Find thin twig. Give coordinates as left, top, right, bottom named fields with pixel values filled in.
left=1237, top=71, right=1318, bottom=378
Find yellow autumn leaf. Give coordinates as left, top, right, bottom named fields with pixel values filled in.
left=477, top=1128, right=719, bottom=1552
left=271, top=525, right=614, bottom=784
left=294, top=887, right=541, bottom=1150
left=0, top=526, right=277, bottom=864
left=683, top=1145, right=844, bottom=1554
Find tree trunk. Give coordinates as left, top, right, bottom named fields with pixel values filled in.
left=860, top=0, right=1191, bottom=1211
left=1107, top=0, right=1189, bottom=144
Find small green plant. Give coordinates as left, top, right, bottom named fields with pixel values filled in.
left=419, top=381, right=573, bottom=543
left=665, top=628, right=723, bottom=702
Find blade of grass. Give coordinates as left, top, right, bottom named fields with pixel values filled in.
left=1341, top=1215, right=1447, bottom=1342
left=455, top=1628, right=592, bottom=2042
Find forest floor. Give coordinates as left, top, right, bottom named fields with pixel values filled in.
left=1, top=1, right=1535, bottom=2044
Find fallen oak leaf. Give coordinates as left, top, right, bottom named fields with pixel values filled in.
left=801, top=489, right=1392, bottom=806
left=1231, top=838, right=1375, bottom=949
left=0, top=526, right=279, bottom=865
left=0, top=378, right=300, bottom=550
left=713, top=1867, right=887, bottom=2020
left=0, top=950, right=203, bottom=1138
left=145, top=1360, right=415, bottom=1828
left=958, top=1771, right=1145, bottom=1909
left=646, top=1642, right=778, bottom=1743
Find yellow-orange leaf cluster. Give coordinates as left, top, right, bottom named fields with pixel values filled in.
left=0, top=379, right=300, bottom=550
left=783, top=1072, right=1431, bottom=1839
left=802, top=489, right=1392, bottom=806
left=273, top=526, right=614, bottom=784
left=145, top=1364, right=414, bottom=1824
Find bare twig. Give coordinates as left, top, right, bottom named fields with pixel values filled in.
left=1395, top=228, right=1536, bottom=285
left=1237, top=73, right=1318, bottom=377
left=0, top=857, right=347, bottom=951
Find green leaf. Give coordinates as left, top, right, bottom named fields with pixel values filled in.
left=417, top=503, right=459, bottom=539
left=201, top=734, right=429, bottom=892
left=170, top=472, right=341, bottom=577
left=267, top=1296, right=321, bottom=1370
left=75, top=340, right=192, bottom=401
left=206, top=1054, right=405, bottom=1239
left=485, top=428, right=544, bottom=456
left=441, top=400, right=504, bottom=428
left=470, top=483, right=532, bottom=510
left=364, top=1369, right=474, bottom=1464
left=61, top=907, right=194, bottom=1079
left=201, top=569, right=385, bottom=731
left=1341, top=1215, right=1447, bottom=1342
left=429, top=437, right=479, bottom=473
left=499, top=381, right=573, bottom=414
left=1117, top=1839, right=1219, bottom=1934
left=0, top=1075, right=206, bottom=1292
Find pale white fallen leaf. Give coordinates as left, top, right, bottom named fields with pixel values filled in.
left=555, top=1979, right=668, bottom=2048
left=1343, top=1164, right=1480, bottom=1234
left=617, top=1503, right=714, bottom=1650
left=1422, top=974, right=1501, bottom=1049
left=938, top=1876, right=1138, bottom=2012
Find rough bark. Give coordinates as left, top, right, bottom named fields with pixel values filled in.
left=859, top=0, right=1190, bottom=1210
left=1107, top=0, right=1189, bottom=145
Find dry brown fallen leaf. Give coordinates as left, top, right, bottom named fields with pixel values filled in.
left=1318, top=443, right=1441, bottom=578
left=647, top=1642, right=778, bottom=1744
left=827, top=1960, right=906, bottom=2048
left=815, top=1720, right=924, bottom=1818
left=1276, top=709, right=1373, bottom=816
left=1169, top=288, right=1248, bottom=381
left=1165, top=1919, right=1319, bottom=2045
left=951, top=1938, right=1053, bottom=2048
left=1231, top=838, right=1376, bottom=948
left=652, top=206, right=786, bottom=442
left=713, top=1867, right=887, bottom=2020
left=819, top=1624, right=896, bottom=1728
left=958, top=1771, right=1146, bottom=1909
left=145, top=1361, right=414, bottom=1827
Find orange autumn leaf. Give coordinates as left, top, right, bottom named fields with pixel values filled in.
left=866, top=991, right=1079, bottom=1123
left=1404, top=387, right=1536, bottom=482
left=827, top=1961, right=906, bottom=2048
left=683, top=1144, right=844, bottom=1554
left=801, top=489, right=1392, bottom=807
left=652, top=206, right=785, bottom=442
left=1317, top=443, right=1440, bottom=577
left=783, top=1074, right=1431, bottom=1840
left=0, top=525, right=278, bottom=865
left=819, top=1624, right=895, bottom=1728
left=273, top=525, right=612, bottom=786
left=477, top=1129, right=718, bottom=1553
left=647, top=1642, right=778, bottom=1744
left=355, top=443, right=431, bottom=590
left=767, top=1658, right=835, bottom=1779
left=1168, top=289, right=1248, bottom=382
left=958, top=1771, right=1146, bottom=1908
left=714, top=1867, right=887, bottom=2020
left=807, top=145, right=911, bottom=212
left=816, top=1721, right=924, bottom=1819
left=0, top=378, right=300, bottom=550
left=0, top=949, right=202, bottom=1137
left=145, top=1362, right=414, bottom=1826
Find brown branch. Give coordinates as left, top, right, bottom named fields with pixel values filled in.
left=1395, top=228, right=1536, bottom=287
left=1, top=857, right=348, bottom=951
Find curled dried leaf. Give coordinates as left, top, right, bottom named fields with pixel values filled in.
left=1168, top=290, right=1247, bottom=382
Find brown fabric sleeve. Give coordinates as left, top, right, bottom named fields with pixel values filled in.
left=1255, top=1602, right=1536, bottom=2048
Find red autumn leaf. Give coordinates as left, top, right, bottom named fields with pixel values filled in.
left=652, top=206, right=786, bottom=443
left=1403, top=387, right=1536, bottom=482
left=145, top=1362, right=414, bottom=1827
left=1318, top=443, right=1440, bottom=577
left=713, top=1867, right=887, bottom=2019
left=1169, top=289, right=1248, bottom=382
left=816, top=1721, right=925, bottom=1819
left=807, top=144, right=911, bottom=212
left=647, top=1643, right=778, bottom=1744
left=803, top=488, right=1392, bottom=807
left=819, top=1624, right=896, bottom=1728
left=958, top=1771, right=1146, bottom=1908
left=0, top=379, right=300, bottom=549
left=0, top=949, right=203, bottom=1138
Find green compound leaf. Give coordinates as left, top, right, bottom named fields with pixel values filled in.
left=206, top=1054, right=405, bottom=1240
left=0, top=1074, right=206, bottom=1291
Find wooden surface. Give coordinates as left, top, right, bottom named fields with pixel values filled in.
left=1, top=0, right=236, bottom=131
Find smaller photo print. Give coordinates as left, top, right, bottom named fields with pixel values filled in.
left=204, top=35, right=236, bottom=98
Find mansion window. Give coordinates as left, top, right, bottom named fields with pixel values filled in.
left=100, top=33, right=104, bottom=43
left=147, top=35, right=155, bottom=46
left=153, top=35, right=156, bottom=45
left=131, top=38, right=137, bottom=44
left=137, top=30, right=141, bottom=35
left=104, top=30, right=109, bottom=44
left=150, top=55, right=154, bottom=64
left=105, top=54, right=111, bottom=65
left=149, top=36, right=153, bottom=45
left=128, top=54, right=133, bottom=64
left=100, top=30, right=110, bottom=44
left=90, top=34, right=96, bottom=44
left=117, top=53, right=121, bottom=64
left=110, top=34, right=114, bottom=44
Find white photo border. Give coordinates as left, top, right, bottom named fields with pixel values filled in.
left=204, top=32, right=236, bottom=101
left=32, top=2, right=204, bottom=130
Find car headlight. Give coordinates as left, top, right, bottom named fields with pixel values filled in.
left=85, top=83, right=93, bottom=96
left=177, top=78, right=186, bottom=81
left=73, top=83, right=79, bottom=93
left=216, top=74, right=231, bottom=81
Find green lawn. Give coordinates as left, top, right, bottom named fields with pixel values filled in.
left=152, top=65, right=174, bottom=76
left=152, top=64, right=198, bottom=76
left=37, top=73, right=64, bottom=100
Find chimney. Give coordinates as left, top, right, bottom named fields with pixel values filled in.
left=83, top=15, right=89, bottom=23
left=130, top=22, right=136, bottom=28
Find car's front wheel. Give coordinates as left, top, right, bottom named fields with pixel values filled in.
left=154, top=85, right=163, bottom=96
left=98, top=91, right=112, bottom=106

--------

Required action.
Which lines run from the one with "Find car headlight." through the end of the listing above? Restate them word for word, with nothing else.

Exercise output.
Find car headlight. Give coordinates as left, top, right, bottom named fields with pixel values filled in.
left=85, top=83, right=93, bottom=96
left=177, top=78, right=186, bottom=81
left=73, top=83, right=79, bottom=93
left=216, top=74, right=231, bottom=81
Find green lawn. Give coordinates as left, top, right, bottom named fields with pixel values filled in.
left=152, top=65, right=174, bottom=76
left=152, top=64, right=198, bottom=76
left=37, top=73, right=64, bottom=100
Find chimney. Give coordinates as left, top, right, bottom named fields with pixel values filled in.
left=83, top=15, right=89, bottom=23
left=130, top=22, right=136, bottom=28
Find car's front wheel. Give coordinates as left, top, right, bottom named fields with pixel values filled in.
left=154, top=85, right=163, bottom=96
left=98, top=91, right=112, bottom=106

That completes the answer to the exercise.